From the line with "positive clicks: (126, 154)" through the line with "152L110 157L128 155L134", repeat the entries verbatim, both end lines included, and add nothing.

(Stored data)
---

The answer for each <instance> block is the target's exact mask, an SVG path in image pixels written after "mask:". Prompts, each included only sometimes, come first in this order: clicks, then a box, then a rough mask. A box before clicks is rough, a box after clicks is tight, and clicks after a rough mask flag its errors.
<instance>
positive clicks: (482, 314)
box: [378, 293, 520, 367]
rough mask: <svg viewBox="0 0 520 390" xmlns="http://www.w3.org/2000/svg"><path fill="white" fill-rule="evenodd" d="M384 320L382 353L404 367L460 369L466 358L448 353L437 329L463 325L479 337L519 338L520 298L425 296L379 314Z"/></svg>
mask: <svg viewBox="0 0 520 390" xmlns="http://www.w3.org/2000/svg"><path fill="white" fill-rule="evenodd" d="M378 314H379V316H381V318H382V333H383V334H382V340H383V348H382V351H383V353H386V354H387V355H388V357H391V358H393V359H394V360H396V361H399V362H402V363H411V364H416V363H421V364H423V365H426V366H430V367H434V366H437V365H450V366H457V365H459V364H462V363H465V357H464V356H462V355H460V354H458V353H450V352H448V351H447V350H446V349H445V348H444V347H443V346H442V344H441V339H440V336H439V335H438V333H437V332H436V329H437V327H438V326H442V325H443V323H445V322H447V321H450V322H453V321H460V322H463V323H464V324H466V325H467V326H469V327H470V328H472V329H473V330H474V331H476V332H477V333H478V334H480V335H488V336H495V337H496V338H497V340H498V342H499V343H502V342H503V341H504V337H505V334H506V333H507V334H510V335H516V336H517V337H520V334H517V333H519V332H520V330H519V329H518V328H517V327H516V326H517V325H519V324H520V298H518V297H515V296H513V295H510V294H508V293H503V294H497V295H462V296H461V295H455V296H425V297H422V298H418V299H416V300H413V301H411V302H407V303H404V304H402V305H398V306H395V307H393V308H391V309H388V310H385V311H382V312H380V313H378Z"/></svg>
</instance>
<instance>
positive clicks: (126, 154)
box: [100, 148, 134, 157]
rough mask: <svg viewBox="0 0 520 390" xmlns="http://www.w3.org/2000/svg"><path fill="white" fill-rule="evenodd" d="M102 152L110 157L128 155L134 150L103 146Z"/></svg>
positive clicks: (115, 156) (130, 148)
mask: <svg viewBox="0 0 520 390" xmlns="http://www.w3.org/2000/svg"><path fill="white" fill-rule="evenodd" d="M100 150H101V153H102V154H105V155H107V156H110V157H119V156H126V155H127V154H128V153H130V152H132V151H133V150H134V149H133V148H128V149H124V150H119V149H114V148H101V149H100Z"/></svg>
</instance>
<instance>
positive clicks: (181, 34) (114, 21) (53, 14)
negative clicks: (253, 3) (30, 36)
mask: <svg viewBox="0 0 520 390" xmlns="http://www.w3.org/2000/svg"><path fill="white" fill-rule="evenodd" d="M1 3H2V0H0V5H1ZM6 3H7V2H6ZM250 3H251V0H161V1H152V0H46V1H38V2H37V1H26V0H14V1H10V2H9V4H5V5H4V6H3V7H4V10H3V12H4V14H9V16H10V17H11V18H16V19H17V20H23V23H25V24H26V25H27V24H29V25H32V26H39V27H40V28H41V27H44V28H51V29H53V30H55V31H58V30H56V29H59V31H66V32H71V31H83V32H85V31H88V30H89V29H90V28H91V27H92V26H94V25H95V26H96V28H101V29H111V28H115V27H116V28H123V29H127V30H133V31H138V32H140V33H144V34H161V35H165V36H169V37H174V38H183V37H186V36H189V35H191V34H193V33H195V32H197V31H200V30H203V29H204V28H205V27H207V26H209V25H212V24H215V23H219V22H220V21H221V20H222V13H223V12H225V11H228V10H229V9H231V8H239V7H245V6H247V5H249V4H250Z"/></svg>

---

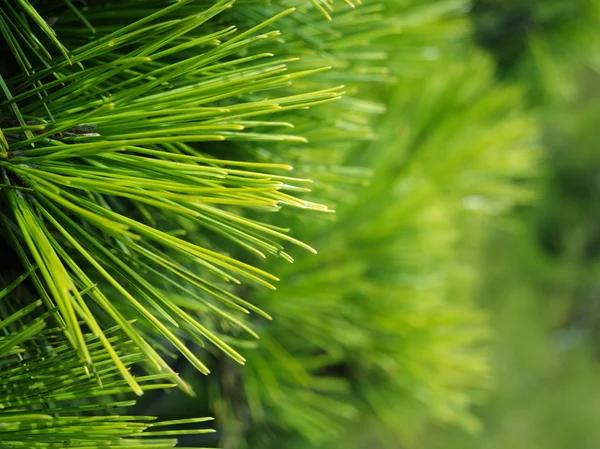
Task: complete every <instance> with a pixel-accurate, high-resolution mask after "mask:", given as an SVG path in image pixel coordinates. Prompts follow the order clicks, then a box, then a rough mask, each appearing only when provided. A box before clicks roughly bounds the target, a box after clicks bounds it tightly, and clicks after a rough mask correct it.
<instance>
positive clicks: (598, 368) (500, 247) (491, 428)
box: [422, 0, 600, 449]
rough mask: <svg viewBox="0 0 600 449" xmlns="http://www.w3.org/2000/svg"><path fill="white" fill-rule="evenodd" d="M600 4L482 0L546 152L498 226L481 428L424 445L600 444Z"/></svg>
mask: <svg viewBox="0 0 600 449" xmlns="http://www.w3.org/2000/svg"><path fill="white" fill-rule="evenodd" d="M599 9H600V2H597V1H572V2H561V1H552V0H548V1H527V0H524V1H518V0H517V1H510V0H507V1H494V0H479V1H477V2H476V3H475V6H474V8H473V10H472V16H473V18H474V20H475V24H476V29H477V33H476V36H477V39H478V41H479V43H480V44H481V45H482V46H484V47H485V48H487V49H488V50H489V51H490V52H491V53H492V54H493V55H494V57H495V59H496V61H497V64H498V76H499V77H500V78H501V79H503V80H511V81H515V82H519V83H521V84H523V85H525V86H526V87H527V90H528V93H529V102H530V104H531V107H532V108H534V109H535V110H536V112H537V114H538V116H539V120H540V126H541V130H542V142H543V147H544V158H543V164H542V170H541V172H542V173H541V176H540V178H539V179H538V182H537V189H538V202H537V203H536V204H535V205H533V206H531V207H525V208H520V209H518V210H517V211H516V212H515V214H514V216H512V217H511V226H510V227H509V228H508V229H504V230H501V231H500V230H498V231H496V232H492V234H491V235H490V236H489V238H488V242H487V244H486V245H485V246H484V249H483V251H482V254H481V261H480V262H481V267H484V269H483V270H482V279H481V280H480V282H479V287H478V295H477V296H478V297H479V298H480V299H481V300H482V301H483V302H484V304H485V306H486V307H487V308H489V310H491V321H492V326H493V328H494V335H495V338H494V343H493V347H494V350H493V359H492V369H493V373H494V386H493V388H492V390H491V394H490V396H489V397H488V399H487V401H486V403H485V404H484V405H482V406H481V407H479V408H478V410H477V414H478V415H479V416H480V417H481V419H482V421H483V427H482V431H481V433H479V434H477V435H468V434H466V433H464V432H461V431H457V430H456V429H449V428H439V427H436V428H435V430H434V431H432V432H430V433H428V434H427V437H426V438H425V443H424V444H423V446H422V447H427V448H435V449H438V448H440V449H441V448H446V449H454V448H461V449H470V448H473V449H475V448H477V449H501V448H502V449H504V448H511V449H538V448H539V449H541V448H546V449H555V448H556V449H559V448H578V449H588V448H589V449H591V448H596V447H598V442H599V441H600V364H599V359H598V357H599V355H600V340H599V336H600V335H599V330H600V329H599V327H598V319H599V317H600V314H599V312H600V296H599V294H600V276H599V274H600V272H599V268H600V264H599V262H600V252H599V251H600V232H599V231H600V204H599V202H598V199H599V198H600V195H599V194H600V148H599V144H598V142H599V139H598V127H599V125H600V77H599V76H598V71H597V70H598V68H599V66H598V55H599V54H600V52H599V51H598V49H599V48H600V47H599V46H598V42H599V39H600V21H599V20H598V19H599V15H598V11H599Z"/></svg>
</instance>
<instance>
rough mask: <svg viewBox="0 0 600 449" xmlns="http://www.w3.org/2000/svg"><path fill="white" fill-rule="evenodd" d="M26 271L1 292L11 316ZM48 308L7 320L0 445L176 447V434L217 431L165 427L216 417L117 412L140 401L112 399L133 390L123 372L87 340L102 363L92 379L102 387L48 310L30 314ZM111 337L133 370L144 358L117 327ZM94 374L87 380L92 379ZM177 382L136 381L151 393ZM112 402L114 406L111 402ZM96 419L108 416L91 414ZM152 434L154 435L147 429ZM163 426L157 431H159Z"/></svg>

---

## Response area
positive clicks: (126, 154)
box: [100, 148, 134, 157]
rough mask: <svg viewBox="0 0 520 390" xmlns="http://www.w3.org/2000/svg"><path fill="white" fill-rule="evenodd" d="M102 152L110 157L128 155L134 150L103 146Z"/></svg>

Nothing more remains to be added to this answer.